# Consigne de travail 1:
D'après l'article sur l'enquête visant Elon Musk, en quel mois et quelle année la procédure a-t-elle été lancée ?
# Consigne de travail 2:
Extrayez de l'article sur l'enquête visant Elon Musk le passage qui commence à «Elon Musk sous» et se termine à «ouverte à Paris.».

# Extrait du document:
++++++++
Elon Musk sous enquête en France pour dérives de la plateforme X

Le réseau social X, anciennement connu sous le nom de Twitter, fait l’objet d’une enquête judiciaire en France qui prend un tournant décisif. Selon des sources proches du dossier, confirmées par l’AFP, une information judiciaire a été ouverte à Paris visant Elon Musk. Cette procédure, lancée en janvier 2025, a atteint un nouveau stade avec la désignation d’un juge d’instruction.

EN BREF

  • Une information judiciaire contre Elon Musk pour dérives de X a été ouverte à Paris.
  • Un juge d’instruction est désormais saisi pour déterminer une éventuelle complicité dans la diffusion d’images illégales.
  • Éric Bothorel et Arthur Delaporte, députés, ont salué l’avancée de l’enquête et son importance face à l’impunité des plateformes.
++++++++
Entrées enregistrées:
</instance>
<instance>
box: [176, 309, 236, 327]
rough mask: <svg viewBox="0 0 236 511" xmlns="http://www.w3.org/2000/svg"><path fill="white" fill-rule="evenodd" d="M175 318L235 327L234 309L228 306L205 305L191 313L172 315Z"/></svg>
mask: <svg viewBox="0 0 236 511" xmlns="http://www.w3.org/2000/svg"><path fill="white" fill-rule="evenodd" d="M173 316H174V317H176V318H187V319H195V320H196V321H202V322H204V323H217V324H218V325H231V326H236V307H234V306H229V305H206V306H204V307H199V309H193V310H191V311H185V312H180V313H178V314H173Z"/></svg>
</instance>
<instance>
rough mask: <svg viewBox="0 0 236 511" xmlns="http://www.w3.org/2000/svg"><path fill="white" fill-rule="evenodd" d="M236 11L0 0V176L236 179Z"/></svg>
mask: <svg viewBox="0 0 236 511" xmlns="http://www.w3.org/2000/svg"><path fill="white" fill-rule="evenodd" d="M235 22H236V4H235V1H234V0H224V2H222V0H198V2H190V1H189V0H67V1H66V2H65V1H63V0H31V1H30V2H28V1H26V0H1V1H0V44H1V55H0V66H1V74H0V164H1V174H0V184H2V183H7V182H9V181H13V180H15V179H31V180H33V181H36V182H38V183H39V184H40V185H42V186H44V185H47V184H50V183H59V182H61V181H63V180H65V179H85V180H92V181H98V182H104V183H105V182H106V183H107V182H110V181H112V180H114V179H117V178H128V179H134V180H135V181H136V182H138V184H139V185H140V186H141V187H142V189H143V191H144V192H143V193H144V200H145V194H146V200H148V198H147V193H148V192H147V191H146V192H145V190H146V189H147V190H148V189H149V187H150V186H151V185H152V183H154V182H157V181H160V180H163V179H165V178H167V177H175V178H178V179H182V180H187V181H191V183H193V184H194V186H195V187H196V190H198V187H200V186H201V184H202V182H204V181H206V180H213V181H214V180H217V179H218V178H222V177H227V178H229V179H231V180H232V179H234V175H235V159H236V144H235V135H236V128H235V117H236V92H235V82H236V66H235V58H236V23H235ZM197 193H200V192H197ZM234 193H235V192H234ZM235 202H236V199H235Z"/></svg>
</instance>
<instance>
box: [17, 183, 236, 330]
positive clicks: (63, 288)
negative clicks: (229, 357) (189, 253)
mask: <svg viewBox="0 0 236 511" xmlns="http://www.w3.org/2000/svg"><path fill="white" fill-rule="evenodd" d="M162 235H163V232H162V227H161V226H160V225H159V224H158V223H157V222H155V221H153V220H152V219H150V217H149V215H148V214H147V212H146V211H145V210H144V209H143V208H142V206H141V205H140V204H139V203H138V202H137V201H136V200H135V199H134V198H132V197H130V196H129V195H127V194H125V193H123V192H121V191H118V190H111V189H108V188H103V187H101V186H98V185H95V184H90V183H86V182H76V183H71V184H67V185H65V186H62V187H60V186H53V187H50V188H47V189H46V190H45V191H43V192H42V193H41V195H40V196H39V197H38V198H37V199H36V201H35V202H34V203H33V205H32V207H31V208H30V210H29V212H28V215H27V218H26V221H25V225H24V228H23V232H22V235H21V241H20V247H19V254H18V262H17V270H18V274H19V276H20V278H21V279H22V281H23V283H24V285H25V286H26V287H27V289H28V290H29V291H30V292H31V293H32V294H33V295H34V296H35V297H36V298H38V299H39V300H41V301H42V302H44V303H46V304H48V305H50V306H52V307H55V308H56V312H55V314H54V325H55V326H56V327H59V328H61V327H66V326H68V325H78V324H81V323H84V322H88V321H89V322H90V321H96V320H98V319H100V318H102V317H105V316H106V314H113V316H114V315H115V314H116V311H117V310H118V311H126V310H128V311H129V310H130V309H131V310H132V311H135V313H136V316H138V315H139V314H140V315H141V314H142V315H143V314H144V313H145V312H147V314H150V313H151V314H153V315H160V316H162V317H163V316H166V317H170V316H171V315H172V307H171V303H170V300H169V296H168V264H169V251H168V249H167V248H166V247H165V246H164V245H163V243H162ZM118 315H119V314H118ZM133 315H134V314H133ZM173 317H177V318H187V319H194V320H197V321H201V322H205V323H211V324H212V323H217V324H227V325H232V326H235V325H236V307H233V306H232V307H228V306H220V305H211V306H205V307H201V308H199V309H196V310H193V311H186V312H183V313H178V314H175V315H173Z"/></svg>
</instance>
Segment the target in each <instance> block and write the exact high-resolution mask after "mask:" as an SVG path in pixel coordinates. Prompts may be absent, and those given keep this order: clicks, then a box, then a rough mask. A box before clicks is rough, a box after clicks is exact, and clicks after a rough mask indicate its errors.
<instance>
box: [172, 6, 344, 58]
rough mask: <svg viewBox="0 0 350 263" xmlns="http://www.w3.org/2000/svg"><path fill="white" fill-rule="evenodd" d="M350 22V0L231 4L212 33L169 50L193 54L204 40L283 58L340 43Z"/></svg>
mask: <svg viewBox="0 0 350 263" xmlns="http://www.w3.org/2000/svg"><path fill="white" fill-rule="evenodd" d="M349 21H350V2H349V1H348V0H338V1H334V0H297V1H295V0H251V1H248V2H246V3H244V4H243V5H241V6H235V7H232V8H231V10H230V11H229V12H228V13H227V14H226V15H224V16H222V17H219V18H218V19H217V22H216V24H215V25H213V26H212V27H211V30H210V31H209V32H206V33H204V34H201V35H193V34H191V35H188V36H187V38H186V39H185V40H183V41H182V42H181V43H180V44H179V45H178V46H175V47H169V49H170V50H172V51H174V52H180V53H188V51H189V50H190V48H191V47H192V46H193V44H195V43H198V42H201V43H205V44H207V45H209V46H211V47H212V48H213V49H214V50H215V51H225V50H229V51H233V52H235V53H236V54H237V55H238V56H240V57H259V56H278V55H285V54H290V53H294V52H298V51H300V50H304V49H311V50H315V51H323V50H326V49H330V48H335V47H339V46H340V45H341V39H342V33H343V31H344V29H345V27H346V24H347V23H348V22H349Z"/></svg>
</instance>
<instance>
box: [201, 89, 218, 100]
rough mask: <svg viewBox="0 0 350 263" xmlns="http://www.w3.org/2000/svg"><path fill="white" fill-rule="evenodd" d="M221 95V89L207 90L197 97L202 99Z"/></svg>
++++++++
# Réponse finale 1:
En janvier 2025.

# Réponse finale 2:
Elon Musk sous enquête en France pour dérives de la plateforme X

Le réseau social X, anciennement connu sous le nom de Twitter, fait l’objet d’une enquête judiciaire en France qui prend un tournant décisif. Selon des sources proches du dossier, confirmées par l’AFP, une information judiciaire a été ouverte à Paris visant Elon Musk. Cette procédure, lancée en janvier 2025, a atteint un nouveau stade avec la désignation d’un juge d’instruction.

EN BREF

  • Une information judiciaire contre Elon Musk pour dérives de X a été ouverte à Paris.